** begin SOURCE DATA **

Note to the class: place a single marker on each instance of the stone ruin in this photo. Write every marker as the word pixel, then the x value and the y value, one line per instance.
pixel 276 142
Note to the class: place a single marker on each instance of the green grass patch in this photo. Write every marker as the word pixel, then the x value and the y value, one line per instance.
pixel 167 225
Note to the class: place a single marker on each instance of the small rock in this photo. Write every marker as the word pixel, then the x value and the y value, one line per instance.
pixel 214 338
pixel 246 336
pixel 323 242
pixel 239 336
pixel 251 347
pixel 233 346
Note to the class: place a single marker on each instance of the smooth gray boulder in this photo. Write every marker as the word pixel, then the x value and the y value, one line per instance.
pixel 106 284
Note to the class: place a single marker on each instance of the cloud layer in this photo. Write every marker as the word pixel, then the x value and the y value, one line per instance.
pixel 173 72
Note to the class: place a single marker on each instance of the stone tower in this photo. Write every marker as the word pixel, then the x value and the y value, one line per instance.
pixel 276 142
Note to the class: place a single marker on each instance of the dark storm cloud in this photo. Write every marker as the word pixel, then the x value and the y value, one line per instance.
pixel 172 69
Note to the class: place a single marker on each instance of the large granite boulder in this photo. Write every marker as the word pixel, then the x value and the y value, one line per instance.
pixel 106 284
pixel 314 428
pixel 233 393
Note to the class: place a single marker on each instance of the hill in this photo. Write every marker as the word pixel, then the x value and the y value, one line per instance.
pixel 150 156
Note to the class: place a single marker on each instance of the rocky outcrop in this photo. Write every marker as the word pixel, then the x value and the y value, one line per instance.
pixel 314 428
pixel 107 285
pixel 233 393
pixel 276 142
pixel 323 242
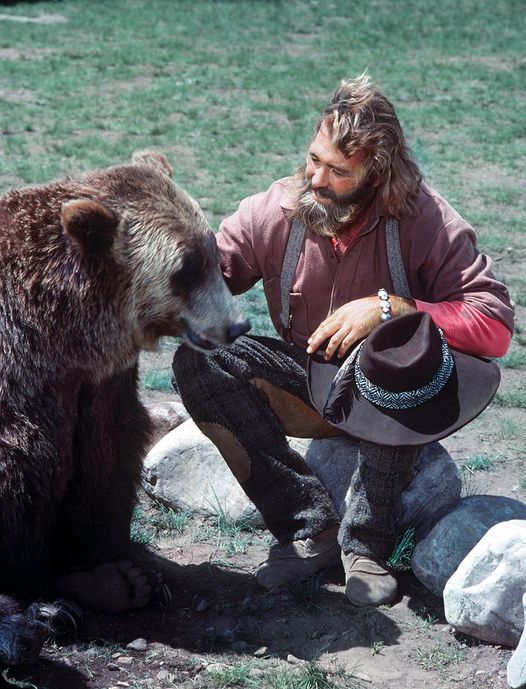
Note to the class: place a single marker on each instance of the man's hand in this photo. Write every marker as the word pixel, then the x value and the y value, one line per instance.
pixel 353 322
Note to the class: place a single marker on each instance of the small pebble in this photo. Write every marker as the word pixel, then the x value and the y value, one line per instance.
pixel 203 605
pixel 362 676
pixel 261 652
pixel 239 646
pixel 137 645
pixel 125 660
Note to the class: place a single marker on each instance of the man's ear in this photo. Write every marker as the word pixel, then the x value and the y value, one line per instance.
pixel 154 159
pixel 90 224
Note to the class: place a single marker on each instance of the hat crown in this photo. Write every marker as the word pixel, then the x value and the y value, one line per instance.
pixel 404 356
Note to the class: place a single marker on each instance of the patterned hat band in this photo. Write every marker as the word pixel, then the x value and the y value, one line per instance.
pixel 410 398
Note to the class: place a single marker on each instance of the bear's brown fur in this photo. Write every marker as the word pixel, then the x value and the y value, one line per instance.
pixel 92 269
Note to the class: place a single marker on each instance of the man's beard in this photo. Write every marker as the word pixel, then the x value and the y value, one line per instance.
pixel 328 220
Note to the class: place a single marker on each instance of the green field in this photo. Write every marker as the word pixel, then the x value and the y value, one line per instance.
pixel 229 90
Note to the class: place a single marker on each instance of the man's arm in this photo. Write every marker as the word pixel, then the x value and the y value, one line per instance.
pixel 352 322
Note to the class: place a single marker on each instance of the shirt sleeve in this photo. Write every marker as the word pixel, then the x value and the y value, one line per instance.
pixel 467 329
pixel 446 266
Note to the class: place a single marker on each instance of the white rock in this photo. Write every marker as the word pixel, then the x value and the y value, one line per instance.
pixel 437 557
pixel 484 596
pixel 516 671
pixel 185 471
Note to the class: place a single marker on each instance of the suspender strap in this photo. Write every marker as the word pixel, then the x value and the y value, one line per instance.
pixel 293 251
pixel 290 263
pixel 394 258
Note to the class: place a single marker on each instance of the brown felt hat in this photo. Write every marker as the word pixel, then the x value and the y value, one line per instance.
pixel 402 385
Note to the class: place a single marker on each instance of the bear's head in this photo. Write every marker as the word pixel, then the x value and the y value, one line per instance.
pixel 162 246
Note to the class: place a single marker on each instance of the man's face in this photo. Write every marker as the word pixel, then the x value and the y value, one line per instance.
pixel 332 189
pixel 333 176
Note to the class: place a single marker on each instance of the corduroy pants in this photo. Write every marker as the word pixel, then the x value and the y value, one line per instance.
pixel 247 398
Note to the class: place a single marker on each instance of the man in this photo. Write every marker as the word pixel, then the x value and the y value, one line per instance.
pixel 323 296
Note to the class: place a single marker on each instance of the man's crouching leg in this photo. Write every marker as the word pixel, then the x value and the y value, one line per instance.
pixel 228 394
pixel 368 531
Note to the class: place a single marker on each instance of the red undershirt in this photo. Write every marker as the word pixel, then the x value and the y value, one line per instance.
pixel 465 327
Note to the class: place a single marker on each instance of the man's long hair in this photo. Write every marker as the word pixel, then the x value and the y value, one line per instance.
pixel 360 118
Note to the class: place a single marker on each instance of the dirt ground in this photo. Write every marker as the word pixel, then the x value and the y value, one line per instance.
pixel 220 619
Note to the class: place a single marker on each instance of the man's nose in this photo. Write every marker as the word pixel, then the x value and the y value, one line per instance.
pixel 320 178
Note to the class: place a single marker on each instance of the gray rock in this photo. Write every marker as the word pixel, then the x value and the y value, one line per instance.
pixel 185 471
pixel 516 671
pixel 436 557
pixel 434 490
pixel 483 597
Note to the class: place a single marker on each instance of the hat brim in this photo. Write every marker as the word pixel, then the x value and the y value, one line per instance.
pixel 472 384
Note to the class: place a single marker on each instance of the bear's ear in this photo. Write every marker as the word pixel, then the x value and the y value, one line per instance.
pixel 154 159
pixel 90 224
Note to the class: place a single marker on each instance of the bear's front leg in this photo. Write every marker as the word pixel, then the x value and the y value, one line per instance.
pixel 109 445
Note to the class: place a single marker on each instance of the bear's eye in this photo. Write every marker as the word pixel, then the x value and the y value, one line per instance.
pixel 191 273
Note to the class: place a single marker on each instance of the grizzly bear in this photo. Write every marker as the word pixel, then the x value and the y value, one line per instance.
pixel 93 269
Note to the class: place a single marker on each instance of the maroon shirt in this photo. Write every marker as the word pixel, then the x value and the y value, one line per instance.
pixel 438 250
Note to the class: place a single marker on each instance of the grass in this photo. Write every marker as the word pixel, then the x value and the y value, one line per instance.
pixel 167 519
pixel 400 559
pixel 232 676
pixel 310 675
pixel 478 463
pixel 157 379
pixel 235 115
pixel 439 656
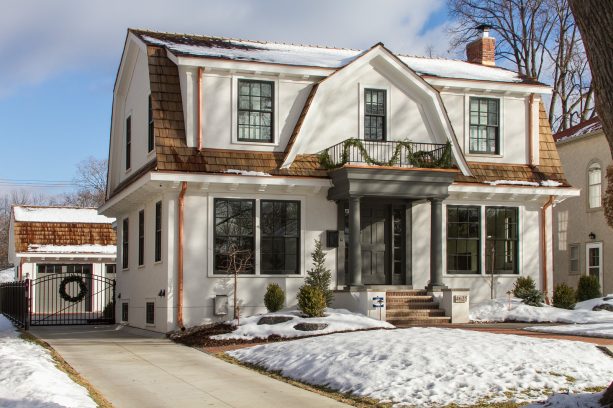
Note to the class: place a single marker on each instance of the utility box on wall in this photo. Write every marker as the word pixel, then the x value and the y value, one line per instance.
pixel 221 305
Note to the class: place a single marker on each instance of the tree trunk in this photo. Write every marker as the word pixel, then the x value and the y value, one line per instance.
pixel 595 20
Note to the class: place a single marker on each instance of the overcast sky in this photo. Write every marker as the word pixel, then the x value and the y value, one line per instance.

** end SOURCE DATA **

## TASK REQUIREMENTS
Convert the listing above into a Markdown table with the columns Row and Line, putting a row number in the first and one line of the listing in the second. Skip blank lines and leave the pictures out.

## FINAL RESULT
| Row | Line |
|---|---|
| 1 | Note to the class: place a single marker on each instance of the stone ruin in this photo. Write every marker as the word pixel, then the x value and the y value, one line per instance. |
| 2 | pixel 276 142 |
| 3 | Note to the class: place a single marker on each instance of the green grass patch in this photo. Write every marker as the word pixel, then the x value and the y value, one line per instance. |
| 4 | pixel 167 225 |
| 5 | Note to the class: place a single marker on each instance of the small rock in this photo. Write every marker as the word pixel, then the x value and the y value, one line per instance. |
| 6 | pixel 214 338 |
| 7 | pixel 246 336 |
| 8 | pixel 323 242 |
| 9 | pixel 239 336 |
| 10 | pixel 251 347 |
| 11 | pixel 233 346 |
| 12 | Note to the class: place a single marker on each instance of the smooth gray boulder in this photo. Write every marker as the word pixel, then the x value and the y value, one line per instance. |
| 13 | pixel 106 284 |
| 14 | Note to the class: place a single marker on each instance of the cloud layer in this photo. Write every marker as the word pixel, then the x value and the y value, one line per instance. |
| 15 | pixel 173 72 |
| 16 | Note to the class: place a single marker on each instance of the stone tower in this photo. Write every marker as the word pixel, then the x value and the y value, one line per instance. |
| 17 | pixel 276 142 |
| 18 | Note to the class: place a single marker on each instance of the dark storm cloud in this photo. Write every marker as the word pixel, then the x value and the y value, one line per instance. |
| 19 | pixel 172 69 |
| 20 | Note to the class: place a single marker on each instance of the large granite boulder in this photo. Write every marker as the word pixel, then the x value and the y value, one line per instance. |
| 21 | pixel 106 284 |
| 22 | pixel 314 428 |
| 23 | pixel 233 393 |
| 24 | Note to the class: place a single marker on each instance of the hill in this photo. Write every marker as the word pixel, then the x value and the y value, one line per instance. |
| 25 | pixel 150 156 |
| 26 | Note to the class: place a single marker on each instance of the rocky outcrop in this photo. Write every marker as the word pixel, then the x value and the y value, one line per instance. |
| 27 | pixel 314 428 |
| 28 | pixel 107 285 |
| 29 | pixel 233 393 |
| 30 | pixel 276 142 |
| 31 | pixel 323 242 |
| 32 | Note to the class: place a single marker on each instance of the man's hand in this photo. Write every marker as the word pixel, then the x value and the y value, one line per instance. |
| 33 | pixel 353 322 |
| 34 | Note to the class: place a single marker on each instance of the small pebble in this photo. Write every marker as the word pixel, then the x value and the y value, one line per instance. |
| 35 | pixel 203 605 |
| 36 | pixel 362 676 |
| 37 | pixel 261 652 |
| 38 | pixel 239 646 |
| 39 | pixel 137 645 |
| 40 | pixel 125 660 |
| 41 | Note to the class: place a single marker on each instance of the man's ear in this photo. Write every marker as the word pixel, then the x value and the y value, one line per instance. |
| 42 | pixel 154 159 |
| 43 | pixel 90 224 |
| 44 | Note to the class: place a single marker on each instance of the hat crown in this photo. Write every marker as the word pixel, then the x value and the y value, one line per instance. |
| 45 | pixel 404 356 |
| 46 | Note to the class: place a single marker on each instance of the patterned hat band in this photo. Write every marker as the word pixel, then the x value and the y value, one line per instance. |
| 47 | pixel 410 398 |
| 48 | Note to the class: place a single marker on each instance of the bear's brown fur in this photo. Write every marker as the word pixel, then the x value and the y value, one line per instance. |
| 49 | pixel 92 269 |
| 50 | Note to the class: place a single marker on each instance of the man's beard in this photo. Write every marker as the word pixel, then the x value and the y value, one line per instance. |
| 51 | pixel 328 220 |
| 52 | Note to the class: place a single marker on each instance of the green field in this photo. Write every marker as the word pixel, then the x value and the y value, one line per instance. |
| 53 | pixel 229 90 |
| 54 | Note to the class: place a single marker on each instance of the man's arm in this photo. Write every marker as the word pixel, then the x value and the y value, one line per instance. |
| 55 | pixel 352 322 |
| 56 | Note to the class: place a single marker on each instance of the shirt sleeve in this photo. Write every marker as the word pixel, then the x value and the y value, one line per instance. |
| 57 | pixel 467 329 |
| 58 | pixel 446 266 |
| 59 | Note to the class: place a single marker on each instance of the white rock in this photo. Write every marker as the word pixel, then the x value and the y value, one line per instance. |
| 60 | pixel 437 557 |
| 61 | pixel 484 596 |
| 62 | pixel 516 671 |
| 63 | pixel 185 471 |
| 64 | Note to the class: place a single marker on each instance of the suspender strap in this photo. Write every marker as the word pixel, then the x value and the y value, one line per instance. |
| 65 | pixel 293 251 |
| 66 | pixel 290 263 |
| 67 | pixel 394 258 |
| 68 | Note to the class: place a single marker on each instance of the brown felt hat in this photo. Write every marker as the word pixel, then the x value and the y value, one line per instance. |
| 69 | pixel 402 385 |
| 70 | Note to the class: place a single marker on each instance of the bear's head in this photo. Write every marker as the word pixel, then the x value and the y value, one line per instance. |
| 71 | pixel 162 246 |
| 72 | Note to the class: place a single marker on each instance of the man's face in this photo. Write every marker as the word pixel, then the x value and the y value, one line per instance. |
| 73 | pixel 332 189 |
| 74 | pixel 333 176 |
| 75 | Note to the class: place a single marker on each instance of the corduroy pants in this photo. Write every marker as the word pixel, then the x value and the y value, one line per instance. |
| 76 | pixel 247 398 |
| 77 | Note to the class: place a single marker on each instance of the man in this photo. Write every marker as the word pixel, then the x value and the y value, one line per instance. |
| 78 | pixel 323 296 |
| 79 | Note to the class: place a single marker on each instance of the man's crouching leg in this photo. Write every marker as the word pixel, then the x value and the y value, one line per instance. |
| 80 | pixel 228 394 |
| 81 | pixel 368 531 |
| 82 | Note to the class: place a single marker on each instance of the red undershirt in this photo. Write every marker as the word pixel, then the x value and the y value, one line per instance. |
| 83 | pixel 465 327 |
| 84 | Note to the class: place a single marker on each instance of the man's long hair in this photo. Write every marker as the word pixel, then the x value and the y value, one line per instance. |
| 85 | pixel 360 118 |
| 86 | Note to the class: place a single marker on each instance of the dirt ground in this photo. Write every marker as the word pixel, then the x value and the y value, one line per instance. |
| 87 | pixel 220 619 |
| 88 | Note to the class: place a single marker on each instance of the man's nose in this photo. Write every marker as the word pixel, then the x value and the y value, one line per instance. |
| 89 | pixel 320 178 |
| 90 | Note to the class: place a single marker on each instance of the gray rock in this photo. Write every marker as the word pixel, then the x value and the y value, one line per instance. |
| 91 | pixel 185 471 |
| 92 | pixel 516 671 |
| 93 | pixel 436 557 |
| 94 | pixel 434 490 |
| 95 | pixel 483 597 |
| 96 | Note to the class: place a single marker on each instance of the hat brim in this photo. Write every marker as the word pixel, then the x value and the y value, one line per instance. |
| 97 | pixel 472 384 |
| 98 | Note to the class: place a single marker on each instance of the bear's ear in this photo. Write every marker as the word pixel, then the x value and the y value, one line per instance. |
| 99 | pixel 154 159 |
| 100 | pixel 90 224 |
| 101 | Note to the class: place a single marker on each instance of the bear's front leg in this photo. Write every marker as the word pixel, then the x value and the y value, one line per instance. |
| 102 | pixel 109 445 |
| 103 | Note to the class: place a single marker on each instance of the bear's eye in this photo. Write every marker as the word pixel, then the x value and the y value, one line per instance. |
| 104 | pixel 191 273 |
| 105 | Note to the class: place a single marker on each instance of the grizzly bear in this photo. Write every marker as the word pixel, then the x value and the y value, one line per instance. |
| 106 | pixel 93 269 |
| 107 | Note to the class: place a single marker on each instance of the maroon shirt in this photo. Write every marker as the word pixel, then the x value and the y value, one line per instance. |
| 108 | pixel 438 250 |
| 109 | Note to the class: place a single marker on each instance of the grass in this photo. Write every marker as the word pixel, then the x value and the y value, one line per instance. |
| 110 | pixel 167 519 |
| 111 | pixel 400 559 |
| 112 | pixel 232 676 |
| 113 | pixel 310 675 |
| 114 | pixel 478 463 |
| 115 | pixel 157 379 |
| 116 | pixel 235 115 |
| 117 | pixel 439 656 |
| 118 | Note to the class: place a single marker on each instance of the utility box on wall in this photo. Write every marker as the word pixel, then the x value and the y value, one line per instance. |
| 119 | pixel 221 305 |
| 120 | Note to the class: place a single marker on each instance of the tree trunk in this photo. Write every marker as the word pixel, then the x value and the y value, one line per instance. |
| 121 | pixel 595 20 |
| 122 | Note to the class: place a single marker on each instance of the overcast sky in this photo. Write every marker as the word pixel, then the x value and the y value, one line per instance. |